• _ESTRATTO FORNITO_:

▼

Lo stress, le persone attorno a noi, il lavoro, il carico di impegni eccessivo non riconosciuto: sono queste alcune delle cause che comportano lo sviluppo del burnout emotivo.
Il termine stesso “burnout” è una parola di origine inglese, il cui significato è “esaurito”, “bruciato”, una descrizione precisa dei sintomi provati dal paziente affetto dalla sindrome, in particolare il senso di demotivazione nei confronti del prossimo e delle attività quotidiane, in particolare quelle lavorative.
I dati parlano chiaro: secondo uno degli ultimi rapporti formulati dal Censis tale condizione coinvolge il 31,8% dei lavoratori dipendenti e il 47,7% dei giovani. Tuttavia, conoscere la sindrome è il primo passo per gestirla nella maniera opportuna.
Scopriamo attraverso la lettura quali sono i fattori di rischio legati al burnout emotivo e soprattutto quali sono gli strumenti migliori per gestire la sindrome.
Tra i maggiori fattori di rischio legati allo sviluppo del burnout emotivo troviamo la personalità, in particolare le persone dall’atteggiamento più competitivo e ambizioso, il sovraccarico lavorativo, spesso responsabile dell’aumento dei livelli di cortisolo, l’ormone dello stress, il senso di incertezza costante, dettato da regole di lavoro ferree o da una mancata regolamentazione organizzativa, lo scarso riconoscimento lavorativo e il confronto con i pari, che possono essere sia gli studenti di una classe sia i colleghi dell’ufficio.

▲

• _MATERIALE MOSTRATO_:
▼

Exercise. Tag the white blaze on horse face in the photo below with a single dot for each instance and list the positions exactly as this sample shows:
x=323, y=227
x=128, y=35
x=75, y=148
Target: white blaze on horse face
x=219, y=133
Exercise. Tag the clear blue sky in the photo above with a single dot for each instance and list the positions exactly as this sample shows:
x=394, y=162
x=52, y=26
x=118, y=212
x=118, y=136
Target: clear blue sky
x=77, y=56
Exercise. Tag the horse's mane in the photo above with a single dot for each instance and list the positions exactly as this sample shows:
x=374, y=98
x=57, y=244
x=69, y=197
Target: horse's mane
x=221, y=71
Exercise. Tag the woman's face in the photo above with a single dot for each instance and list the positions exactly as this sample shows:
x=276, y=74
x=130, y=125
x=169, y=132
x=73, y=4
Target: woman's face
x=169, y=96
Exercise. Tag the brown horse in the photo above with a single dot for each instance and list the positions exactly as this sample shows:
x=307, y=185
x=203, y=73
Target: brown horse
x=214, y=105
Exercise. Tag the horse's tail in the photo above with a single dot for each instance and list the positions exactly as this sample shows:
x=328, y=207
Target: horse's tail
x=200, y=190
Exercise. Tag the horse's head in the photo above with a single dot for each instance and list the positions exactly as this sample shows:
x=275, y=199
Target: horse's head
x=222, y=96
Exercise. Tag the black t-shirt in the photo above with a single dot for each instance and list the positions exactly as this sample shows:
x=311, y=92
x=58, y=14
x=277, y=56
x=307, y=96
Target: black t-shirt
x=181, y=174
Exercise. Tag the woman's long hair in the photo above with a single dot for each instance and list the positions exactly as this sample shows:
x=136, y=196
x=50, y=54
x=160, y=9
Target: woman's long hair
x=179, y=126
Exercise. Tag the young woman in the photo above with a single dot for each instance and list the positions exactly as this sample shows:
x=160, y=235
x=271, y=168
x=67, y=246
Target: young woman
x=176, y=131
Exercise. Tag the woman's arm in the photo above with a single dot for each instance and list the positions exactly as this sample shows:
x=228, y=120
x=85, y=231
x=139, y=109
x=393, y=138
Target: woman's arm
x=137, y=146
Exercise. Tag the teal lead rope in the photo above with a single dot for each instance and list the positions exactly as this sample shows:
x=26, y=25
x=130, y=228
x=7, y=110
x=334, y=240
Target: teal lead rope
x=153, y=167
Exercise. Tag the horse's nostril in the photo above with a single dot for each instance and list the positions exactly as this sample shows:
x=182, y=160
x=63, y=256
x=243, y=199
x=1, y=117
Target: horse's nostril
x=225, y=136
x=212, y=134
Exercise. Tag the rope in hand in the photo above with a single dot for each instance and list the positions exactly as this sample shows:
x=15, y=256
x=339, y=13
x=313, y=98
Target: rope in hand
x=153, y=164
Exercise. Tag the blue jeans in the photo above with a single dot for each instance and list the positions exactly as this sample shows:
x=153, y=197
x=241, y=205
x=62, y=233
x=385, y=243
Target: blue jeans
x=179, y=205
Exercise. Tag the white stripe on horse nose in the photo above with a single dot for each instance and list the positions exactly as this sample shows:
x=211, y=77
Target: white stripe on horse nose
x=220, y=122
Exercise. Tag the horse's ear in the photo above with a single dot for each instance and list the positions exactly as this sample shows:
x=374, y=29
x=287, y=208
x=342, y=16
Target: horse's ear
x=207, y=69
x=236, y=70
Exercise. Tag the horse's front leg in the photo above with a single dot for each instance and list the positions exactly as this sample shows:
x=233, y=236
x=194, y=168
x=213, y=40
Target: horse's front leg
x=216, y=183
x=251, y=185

▲

• _ELENCO DEI COMPITI_:
a – Cita alla lettera il passo del testo sul burnout da "I dati parlano" a "nella maniera opportuna.".
b – Nel testo sul burnout, che percentuale di giovani risulta coinvolta dalla sindrome secondo il rapporto del Censis?
c – Indica se ciascuna affermazione concorda con il testo sul burnout, rispondendo sì o no e citando le parole che lo decidono: (i) il termine "burnout" viene dall'inglese; (ii) secondo il Censis la condizione riguarda la metà dei lavoratori dipendenti; (iii) il sovraccarico lavorativo è spesso legato a un aumento del cortisolo.
Per rispondere serve soltanto il testo sul burnout.

• _SOLUZIONI_:
a –
I dati parlano chiaro: secondo uno degli ultimi rapporti formulati dal Censis tale condizione coinvolge il 31,8% dei lavoratori dipendenti e il 47,7% dei giovani. Tuttavia, conoscere la sindrome è il primo passo per gestirla nella maniera opportuna.

b – Il 47,7% dei giovani.

c –
(i) Sì: "è una parola di origine inglese".
(ii) No: "il 31,8% dei lavoratori dipendenti".
(iii) Sì: "il sovraccarico lavorativo, spesso responsabile dell’aumento dei livelli di cortisolo".